Исходный текст

В этой бедной Галичине даже композиторы есть. Музыку писал тоже священник, отец Михаил Вербицкий. Мне указали его в партере. Стриженый и бритый, в очках, на вид человек лет сорока – простой сельский поп. А музыка очень недурна, сколько я понимаю. Она вся основана на южнорусских мелодиях, но вовсе без рабского подражания им. Отец Михаил сделал из них что-то совершенно самостоятельное. Наши дирекции и консерватории могут снестись с ним через г. Бачинского, если им любопытно знать, что делается на Руси. Мне понравилось; здешние хвалят, а здешним я верю, потому что здесь в доме каждого священника найдется если не фортепьяно, то скрипка или флейта, потому что здесь заведение хоров при церквах считается делом патриотизма; музыкою здесь очень многие занимаются.
Против меня сидел седой священник, который несколько раз заговаривал со мною. “Хочете наш край видети”, говорил он: – “ходить до отца Иустина, вин мой швагер (зять), вин господину все покаже”. Со всех сторон раскланивались со мною, заговаривали; спрашивали, как мне город понравился, каков их театр, театр, устроенный на их кровные трудовые гроши... Что это за народ? Как живет он? Только то знаю, что он очень радушен. Но хватит силы, изучу его – правду буду стараться узнать о нем, какая бы то ни была правда, за него, против него, в нашу пользу или не в нашу.
Я вышел из театра. “Тиха украинская ночь, прозрачно небо, звёзды блещут”, под боком у меня что-то завертелось в темноте. “Я могу служить пану; тутай есть една пани “ganz ordentlich”, трещит еврей. И это после “Гали”! “Нех пан иде до дьябла!” крикнул я ему на весь Перемышль и бросился домой – еврей исчез.
Дома кельнер подает мне ужинать и справляется, не нужно ли мне чего еще на ночь. Я огляделся: вода, спички – все что нужно. Но это уже не тот, что был утром. “Vielleicht, шамшит жиденок: – etwas hibsches!” Вот сторона-то, самому о себе подумать не дадут. “И это не стыдно заниматься такими комиссиями?” спрашиваю я. – “Отчего же? Проезжие паны всегда потребуют”, отвечает кельнер совершенно спокойно и от чистого сердца.
Что город, то норов, что деревня, то обычай! Вот куда заехал я, “многие страны прошедший”; хоть я вовсе не турист, но все-таки смущен этими постоянными напоминаниями о потребностях моей грешной плоти. До завтра.

Предоставленные записи

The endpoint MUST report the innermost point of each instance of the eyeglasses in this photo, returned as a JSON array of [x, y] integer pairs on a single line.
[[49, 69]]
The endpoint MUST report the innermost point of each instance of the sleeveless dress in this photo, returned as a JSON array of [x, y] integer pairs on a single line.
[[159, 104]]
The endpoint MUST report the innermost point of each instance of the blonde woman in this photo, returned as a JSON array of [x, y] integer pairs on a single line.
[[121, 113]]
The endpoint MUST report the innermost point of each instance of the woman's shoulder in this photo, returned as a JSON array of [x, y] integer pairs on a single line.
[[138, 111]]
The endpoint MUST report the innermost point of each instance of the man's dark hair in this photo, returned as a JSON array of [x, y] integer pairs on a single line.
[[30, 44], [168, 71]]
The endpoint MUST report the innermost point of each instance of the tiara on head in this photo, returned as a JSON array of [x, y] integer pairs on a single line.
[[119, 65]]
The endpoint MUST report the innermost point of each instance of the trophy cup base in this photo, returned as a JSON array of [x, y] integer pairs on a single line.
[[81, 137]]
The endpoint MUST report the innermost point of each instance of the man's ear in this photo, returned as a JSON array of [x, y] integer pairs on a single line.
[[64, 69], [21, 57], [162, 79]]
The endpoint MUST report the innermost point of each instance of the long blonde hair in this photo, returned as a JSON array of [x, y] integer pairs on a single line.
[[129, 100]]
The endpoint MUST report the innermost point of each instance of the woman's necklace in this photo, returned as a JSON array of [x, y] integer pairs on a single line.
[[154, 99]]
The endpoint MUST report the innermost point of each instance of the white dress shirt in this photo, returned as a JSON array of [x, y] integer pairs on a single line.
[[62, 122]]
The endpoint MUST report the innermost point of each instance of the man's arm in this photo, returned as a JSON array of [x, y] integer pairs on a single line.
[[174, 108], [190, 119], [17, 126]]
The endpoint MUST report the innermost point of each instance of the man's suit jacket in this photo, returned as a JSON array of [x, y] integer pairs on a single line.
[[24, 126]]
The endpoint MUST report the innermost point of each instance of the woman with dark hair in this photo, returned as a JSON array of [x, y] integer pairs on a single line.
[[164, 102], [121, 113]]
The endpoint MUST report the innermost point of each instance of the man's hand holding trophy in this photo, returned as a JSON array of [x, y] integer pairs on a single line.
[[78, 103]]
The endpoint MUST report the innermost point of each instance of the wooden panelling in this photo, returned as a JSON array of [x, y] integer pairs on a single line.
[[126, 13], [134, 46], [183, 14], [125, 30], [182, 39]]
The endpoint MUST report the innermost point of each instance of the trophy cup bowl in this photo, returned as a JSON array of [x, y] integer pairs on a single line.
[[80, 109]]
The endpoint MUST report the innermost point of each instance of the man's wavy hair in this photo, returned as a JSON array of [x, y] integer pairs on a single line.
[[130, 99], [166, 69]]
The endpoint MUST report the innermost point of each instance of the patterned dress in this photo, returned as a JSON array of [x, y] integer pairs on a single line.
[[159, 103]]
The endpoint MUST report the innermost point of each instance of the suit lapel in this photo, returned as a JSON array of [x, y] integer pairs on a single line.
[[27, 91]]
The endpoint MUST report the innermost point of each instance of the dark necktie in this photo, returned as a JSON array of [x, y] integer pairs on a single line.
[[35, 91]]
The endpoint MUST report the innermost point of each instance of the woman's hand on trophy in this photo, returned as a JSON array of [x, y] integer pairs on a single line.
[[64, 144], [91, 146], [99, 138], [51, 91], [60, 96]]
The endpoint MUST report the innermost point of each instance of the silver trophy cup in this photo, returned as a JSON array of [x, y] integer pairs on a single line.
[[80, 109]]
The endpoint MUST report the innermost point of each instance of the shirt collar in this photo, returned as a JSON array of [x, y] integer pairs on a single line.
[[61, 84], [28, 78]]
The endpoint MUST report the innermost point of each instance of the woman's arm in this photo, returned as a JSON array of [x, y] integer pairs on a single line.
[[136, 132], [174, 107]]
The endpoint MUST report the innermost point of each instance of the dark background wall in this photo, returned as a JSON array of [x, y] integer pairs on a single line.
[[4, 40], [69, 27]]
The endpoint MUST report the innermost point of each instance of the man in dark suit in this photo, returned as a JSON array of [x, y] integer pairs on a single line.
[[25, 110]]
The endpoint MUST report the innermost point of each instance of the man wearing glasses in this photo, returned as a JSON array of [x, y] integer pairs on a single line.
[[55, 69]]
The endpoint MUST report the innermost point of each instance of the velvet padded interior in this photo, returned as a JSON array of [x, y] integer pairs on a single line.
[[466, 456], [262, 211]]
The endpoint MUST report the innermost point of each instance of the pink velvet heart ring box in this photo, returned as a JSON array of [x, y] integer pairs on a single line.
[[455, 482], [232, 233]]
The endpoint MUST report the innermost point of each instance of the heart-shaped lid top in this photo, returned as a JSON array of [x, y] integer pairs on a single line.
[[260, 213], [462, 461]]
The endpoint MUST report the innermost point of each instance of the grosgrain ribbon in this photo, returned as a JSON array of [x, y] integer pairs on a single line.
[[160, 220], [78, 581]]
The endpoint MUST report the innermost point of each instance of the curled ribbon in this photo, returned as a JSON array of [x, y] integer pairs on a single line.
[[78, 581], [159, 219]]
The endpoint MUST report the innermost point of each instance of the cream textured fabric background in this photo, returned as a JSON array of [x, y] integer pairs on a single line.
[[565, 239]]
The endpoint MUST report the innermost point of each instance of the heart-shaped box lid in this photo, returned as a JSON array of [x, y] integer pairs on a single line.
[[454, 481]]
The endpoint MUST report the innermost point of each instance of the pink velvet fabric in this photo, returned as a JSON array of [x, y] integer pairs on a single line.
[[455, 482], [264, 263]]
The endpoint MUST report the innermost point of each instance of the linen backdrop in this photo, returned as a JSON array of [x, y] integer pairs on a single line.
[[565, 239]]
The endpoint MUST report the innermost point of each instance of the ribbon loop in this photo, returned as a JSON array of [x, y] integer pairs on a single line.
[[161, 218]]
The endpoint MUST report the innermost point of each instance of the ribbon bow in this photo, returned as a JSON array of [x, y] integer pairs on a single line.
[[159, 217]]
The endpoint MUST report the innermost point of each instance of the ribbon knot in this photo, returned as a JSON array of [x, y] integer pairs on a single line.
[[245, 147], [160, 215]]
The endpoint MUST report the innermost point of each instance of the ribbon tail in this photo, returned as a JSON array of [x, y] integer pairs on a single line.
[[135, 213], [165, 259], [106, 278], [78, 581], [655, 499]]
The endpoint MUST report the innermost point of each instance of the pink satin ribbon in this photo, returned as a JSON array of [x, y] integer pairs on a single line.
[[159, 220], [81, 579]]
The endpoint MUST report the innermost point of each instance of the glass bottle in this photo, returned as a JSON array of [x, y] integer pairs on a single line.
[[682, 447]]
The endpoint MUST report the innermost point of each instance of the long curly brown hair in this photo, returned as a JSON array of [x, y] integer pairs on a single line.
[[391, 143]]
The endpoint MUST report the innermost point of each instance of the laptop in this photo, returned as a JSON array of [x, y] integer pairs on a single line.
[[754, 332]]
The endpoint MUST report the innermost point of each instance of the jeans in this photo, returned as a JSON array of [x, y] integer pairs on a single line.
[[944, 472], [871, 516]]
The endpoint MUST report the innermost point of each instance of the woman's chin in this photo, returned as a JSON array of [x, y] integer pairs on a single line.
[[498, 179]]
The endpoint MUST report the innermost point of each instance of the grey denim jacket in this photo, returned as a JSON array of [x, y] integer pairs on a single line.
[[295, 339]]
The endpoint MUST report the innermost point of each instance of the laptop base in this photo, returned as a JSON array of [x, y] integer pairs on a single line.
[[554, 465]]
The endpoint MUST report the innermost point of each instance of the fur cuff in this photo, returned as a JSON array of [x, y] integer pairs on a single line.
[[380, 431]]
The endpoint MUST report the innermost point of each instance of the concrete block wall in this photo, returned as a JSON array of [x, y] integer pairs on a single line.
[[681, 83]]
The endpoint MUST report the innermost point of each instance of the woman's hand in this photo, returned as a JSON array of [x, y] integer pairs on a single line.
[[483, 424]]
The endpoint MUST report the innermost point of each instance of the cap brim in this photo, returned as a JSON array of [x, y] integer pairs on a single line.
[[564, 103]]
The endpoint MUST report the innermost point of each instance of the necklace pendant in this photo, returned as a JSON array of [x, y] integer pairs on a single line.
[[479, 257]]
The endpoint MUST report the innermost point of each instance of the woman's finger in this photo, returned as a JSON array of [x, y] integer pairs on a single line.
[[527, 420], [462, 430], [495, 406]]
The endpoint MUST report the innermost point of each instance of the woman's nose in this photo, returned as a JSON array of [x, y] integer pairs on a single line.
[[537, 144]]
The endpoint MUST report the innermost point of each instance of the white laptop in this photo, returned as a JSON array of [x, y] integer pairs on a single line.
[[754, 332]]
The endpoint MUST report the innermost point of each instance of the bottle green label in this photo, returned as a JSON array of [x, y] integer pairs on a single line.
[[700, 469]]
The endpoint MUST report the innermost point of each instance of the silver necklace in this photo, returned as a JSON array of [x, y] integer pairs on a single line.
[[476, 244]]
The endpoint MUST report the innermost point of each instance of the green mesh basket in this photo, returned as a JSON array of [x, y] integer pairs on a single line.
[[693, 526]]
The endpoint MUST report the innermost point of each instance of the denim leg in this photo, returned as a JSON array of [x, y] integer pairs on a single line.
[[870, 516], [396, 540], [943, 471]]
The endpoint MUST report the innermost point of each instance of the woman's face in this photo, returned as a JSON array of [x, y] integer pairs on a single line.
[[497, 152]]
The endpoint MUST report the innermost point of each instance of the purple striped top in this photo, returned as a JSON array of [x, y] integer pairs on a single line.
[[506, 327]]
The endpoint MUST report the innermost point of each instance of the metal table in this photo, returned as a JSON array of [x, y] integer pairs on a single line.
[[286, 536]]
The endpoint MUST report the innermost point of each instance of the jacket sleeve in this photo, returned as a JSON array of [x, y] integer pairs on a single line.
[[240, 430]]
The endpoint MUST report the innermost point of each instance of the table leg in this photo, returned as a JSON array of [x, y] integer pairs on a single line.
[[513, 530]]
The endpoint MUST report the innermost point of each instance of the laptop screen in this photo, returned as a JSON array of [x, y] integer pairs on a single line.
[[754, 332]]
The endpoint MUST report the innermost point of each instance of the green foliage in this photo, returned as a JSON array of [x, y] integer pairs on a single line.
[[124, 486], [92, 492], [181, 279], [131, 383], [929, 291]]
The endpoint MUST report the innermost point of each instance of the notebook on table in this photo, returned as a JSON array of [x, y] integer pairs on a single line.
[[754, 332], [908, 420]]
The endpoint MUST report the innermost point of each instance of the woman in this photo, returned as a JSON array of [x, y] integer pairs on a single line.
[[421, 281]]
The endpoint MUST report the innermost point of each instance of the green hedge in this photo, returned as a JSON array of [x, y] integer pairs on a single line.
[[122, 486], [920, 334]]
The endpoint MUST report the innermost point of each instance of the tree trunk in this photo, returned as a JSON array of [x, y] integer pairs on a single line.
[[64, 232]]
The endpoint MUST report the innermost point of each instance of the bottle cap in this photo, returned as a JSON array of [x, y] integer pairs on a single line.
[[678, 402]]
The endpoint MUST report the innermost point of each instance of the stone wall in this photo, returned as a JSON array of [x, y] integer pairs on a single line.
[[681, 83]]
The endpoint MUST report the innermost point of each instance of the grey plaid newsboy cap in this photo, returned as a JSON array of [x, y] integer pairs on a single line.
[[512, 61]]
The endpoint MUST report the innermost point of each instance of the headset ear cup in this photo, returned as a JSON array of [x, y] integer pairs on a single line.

Необходимые действия
1 > Воспроизведите дословно фрагмент текста о Галичине от «Я вышел из театра.» до «от чистого сердца.».
2 > Верните все строки записей, в которых встречается слово «blonde».
Текст о Галичине и записи представляют собой отдельные, не связанные между собой материалы.

Ответы по заданиям
1 >
Я вышел из театра. “Тиха украинская ночь, прозрачно небо, звёзды блещут”, под боком у меня что-то завертелось в темноте. “Я могу служить пану; тутай есть една пани “ganz ordentlich”, трещит еврей. И это после “Гали”! “Нех пан иде до дьябла!” крикнул я ему на весь Перемышль и бросился домой – еврей исчез.
Дома кельнер подает мне ужинать и справляется, не нужно ли мне чего еще на ночь. Я огляделся: вода, спички – все что нужно. Но это уже не тот, что был утром. “Vielleicht, шамшит жиденок: – etwas hibsches!” Вот сторона-то, самому о себе подумать не дадут. “И это не стыдно заниматься такими комиссиями?” спрашиваю я. – “Отчего же? Проезжие паны всегда потребуют”, отвечает кельнер совершенно спокойно и от чистого сердца.

2 >
The endpoint MUST report the innermost point of each instance of the blonde woman in this photo, returned as a JSON array of [x, y] integer pairs on a single line.
The endpoint MUST report the innermost point of each instance of the long blonde hair in this photo, returned as a JSON array of [x, y] integer pairs on a single line.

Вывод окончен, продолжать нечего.